● What to produce
Duplicate the material below line for line, omitting the pictures.

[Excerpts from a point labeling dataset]
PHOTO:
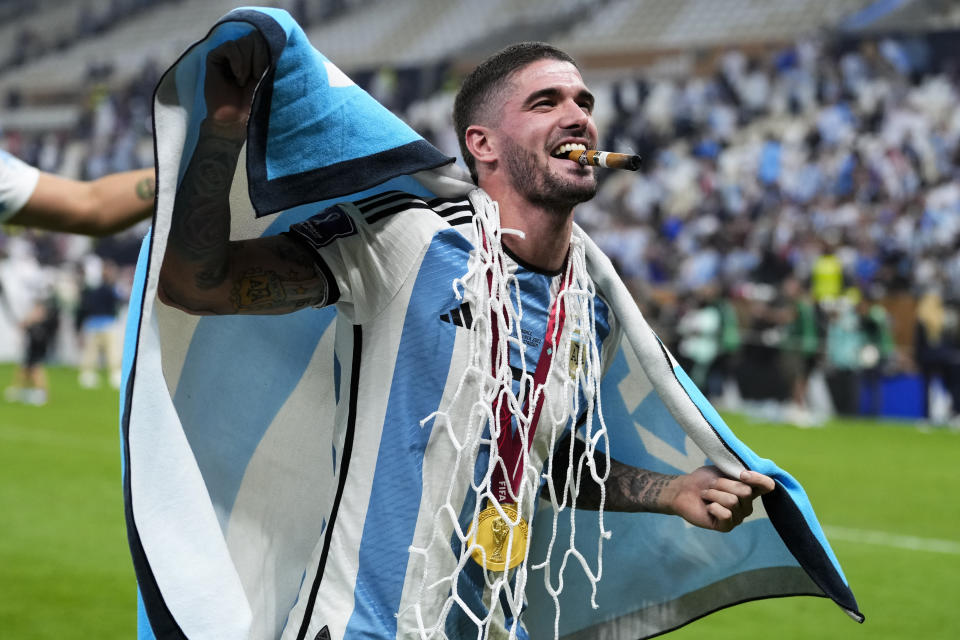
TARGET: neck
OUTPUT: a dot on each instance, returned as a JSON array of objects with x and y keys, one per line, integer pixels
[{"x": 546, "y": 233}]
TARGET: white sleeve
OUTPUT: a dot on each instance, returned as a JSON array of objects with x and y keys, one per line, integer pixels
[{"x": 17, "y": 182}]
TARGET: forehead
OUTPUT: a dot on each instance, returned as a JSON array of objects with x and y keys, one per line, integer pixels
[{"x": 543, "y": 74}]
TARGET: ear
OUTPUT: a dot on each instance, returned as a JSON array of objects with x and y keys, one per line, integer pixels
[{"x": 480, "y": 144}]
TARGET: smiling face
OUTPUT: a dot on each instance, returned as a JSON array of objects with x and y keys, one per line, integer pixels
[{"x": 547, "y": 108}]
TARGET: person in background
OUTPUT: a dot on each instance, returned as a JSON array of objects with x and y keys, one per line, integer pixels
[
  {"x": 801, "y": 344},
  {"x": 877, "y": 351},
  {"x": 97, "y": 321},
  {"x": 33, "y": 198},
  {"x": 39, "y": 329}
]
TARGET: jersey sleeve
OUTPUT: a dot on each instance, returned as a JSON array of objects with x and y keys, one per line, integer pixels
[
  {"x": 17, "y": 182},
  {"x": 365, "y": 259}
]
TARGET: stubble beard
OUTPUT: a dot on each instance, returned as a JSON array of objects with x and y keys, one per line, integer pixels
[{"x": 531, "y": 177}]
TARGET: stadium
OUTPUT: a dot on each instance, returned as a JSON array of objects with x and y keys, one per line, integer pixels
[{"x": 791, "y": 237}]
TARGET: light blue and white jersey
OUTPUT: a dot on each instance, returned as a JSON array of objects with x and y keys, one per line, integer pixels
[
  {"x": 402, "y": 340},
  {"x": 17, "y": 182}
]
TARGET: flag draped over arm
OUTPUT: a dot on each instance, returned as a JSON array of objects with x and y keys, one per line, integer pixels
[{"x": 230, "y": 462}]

● Response to the exercise
PHOTO:
TARGET: neck
OUTPUT: a dot on each instance, returned as a JSON array of objects with x and y keys, one per line, integer pixels
[{"x": 546, "y": 233}]
TARGET: white sleeve
OUTPUT: a dot on each instance, returned as a JSON array of objects with x and y keys, one per line, integer pixels
[{"x": 17, "y": 182}]
TARGET: forehead
OUTPUT: a dot on each instance, returned as a JSON array of objects with x and y keys, one per line, integer pixels
[{"x": 543, "y": 74}]
TARGET: ear
OUTPUT: a dot on each instance, returned as a JSON array of objects with x and y keys, one per line, integer pixels
[{"x": 480, "y": 144}]
TARGET: smiling face
OUTPUT: a dot on each instance, returned as a JSON array of objects with x and y keys, one per line, integer pixels
[{"x": 547, "y": 108}]
TARGET: person in background
OUTPUT: a dot on each instance, returned as a JSON array of objects with x and y keys, one per line, integer pixels
[
  {"x": 801, "y": 344},
  {"x": 877, "y": 351},
  {"x": 97, "y": 321},
  {"x": 33, "y": 198},
  {"x": 39, "y": 329}
]
TARGET: jersey sleeve
OUTPUT: a dot on each instance, returned as a JSON array of objects with x and y keys, one per line, integer pixels
[
  {"x": 17, "y": 182},
  {"x": 365, "y": 259}
]
TARGET: stubble beard
OUTPUT: a dot on each instance, returned as a JSON array of objects with x and y keys, one per line, integer pixels
[{"x": 531, "y": 177}]
TARGET: stadium
OUTPUT: a dot on each instance, returned as a JSON array of objects with x and y keys, one per line, integer pixels
[{"x": 791, "y": 237}]
TARGET: light blue and white jersey
OUTPUT: a dot on each instance, returned as a JSON array of objects with x and y keys, one per line, integer pixels
[
  {"x": 402, "y": 340},
  {"x": 17, "y": 182}
]
TARGET: flag draped over arm
OUTPUT: a dot on each instance, returned as a JSON array of objects with x and y keys, one per line, integer pixels
[{"x": 230, "y": 462}]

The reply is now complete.